WORK REQUIRED –
Copy the entries from the line with "[point] every instance of the hazy" through the end of the entries, substituting "integer" for "whole-number" and leaving everything else unchanged.

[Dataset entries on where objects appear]
============

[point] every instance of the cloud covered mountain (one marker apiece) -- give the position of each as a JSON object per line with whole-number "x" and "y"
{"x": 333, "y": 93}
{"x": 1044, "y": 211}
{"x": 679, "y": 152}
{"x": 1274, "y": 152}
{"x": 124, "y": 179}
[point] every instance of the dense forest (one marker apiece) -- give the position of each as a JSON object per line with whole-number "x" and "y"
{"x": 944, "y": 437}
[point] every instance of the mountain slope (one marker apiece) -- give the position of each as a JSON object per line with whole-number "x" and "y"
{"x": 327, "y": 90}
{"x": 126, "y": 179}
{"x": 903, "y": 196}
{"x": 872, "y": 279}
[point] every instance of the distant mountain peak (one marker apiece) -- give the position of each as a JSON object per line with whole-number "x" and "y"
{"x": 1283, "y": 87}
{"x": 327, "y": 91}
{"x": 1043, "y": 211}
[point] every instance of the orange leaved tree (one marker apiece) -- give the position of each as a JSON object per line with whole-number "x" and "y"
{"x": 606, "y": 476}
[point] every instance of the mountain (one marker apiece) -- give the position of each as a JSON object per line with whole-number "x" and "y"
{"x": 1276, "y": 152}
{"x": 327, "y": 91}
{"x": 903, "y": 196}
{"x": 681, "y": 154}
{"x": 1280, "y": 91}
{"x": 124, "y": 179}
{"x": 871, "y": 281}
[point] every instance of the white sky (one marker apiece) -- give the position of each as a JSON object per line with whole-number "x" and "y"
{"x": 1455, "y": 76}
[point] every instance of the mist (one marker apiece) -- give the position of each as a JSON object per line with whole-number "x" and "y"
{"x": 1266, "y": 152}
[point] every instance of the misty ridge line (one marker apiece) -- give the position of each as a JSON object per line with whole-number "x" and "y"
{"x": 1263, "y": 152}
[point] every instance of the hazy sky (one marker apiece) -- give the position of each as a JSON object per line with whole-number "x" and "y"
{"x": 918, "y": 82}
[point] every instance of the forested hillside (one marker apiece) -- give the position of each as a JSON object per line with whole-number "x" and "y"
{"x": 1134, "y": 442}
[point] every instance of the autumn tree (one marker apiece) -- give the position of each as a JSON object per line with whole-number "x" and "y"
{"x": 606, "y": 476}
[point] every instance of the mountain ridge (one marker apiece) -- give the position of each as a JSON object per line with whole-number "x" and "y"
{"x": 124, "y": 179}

============

EXPECTED ANSWER –
[point] every instance of the hazy sky (one marker apiece) -- give the position of each as a JSON object per line with integer "x" and "y"
{"x": 918, "y": 82}
[point] every instance of the forested hillside (one marker apiece) -- give the position of each as a JSON object per line with integer "x" and "y"
{"x": 1134, "y": 442}
[point] every instance of the autumn tree (one marker apiece) -- give the position of each as a JSON object per line with integer "x" and "y"
{"x": 606, "y": 476}
[point] every instance of the mountain ridge (one marker apiece) -- give the position of each as a JSON object per line with integer "x" and "y"
{"x": 124, "y": 179}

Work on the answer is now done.